--- START Extracted information ---
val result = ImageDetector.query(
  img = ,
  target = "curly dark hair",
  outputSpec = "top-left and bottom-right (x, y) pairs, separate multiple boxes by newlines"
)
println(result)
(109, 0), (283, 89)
--- END Extracted information ---
--- START Extracted information ---
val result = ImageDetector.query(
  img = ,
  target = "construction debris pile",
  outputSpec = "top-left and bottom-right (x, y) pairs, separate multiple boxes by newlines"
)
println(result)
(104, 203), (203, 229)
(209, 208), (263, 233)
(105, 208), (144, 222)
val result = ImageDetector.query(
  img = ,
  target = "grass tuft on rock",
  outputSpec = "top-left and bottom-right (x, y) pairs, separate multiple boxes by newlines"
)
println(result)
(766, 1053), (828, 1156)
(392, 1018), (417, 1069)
--- END Extracted information ---
# [Task description]
Count the lines of the records above that contain the string "target", and give only that number.

# [Finished exercise]
3